Box annotations for photos:
BEGIN
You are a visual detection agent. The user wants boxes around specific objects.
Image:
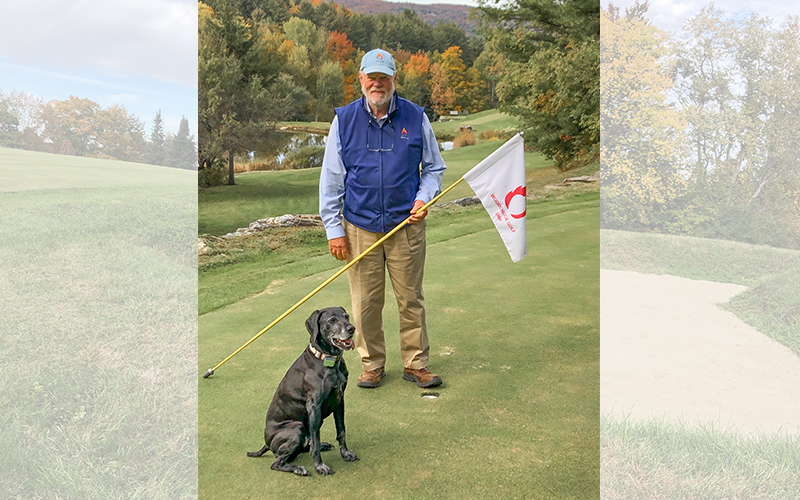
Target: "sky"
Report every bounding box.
[602,0,800,34]
[0,0,197,140]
END
> _Task brief_
Rewrite every line of the records in full, shifting each bounding box coordinate in the answers up by 124. Leave the pictures out.

> _The response_
You are a visual detection agent. The user wants boxes around specific objects.
Image:
Target: "sky"
Report every bounding box.
[726,124,924,158]
[124,124,321,264]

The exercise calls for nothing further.